--- Data section Enclosed Below ---

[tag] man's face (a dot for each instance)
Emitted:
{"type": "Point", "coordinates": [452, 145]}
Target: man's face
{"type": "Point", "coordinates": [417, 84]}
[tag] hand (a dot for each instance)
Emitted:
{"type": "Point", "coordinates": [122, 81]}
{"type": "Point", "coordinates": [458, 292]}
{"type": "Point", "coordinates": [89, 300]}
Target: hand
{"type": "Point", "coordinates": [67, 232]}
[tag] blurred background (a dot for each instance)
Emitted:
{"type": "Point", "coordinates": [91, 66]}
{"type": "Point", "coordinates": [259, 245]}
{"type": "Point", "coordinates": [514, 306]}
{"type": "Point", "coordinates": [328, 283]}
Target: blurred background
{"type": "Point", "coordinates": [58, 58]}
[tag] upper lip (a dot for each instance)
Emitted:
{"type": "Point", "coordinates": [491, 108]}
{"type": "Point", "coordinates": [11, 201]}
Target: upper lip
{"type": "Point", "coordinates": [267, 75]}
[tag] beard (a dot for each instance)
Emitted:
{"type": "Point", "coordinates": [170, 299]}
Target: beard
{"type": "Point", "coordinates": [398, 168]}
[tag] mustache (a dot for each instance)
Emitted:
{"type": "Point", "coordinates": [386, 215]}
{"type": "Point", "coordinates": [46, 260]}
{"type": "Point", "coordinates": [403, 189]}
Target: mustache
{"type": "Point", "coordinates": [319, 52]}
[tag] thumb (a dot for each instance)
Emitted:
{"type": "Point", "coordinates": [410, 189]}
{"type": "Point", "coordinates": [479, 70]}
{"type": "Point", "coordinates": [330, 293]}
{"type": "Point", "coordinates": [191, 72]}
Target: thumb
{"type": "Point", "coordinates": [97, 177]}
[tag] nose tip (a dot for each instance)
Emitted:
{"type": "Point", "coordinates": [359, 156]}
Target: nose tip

--- End of Enclosed Data section ---

**What you will do:**
Read the entries above and find each line holding the word "instance". Copy it out.

**Output for this task:**
[tag] man's face (a dot for each instance)
[tag] hand (a dot for each instance)
[tag] blurred background (a dot for each instance)
[tag] upper lip (a dot for each instance)
[tag] beard (a dot for each instance)
[tag] mustache (a dot for each instance)
[tag] thumb (a dot for each instance)
[tag] nose tip (a dot for each instance)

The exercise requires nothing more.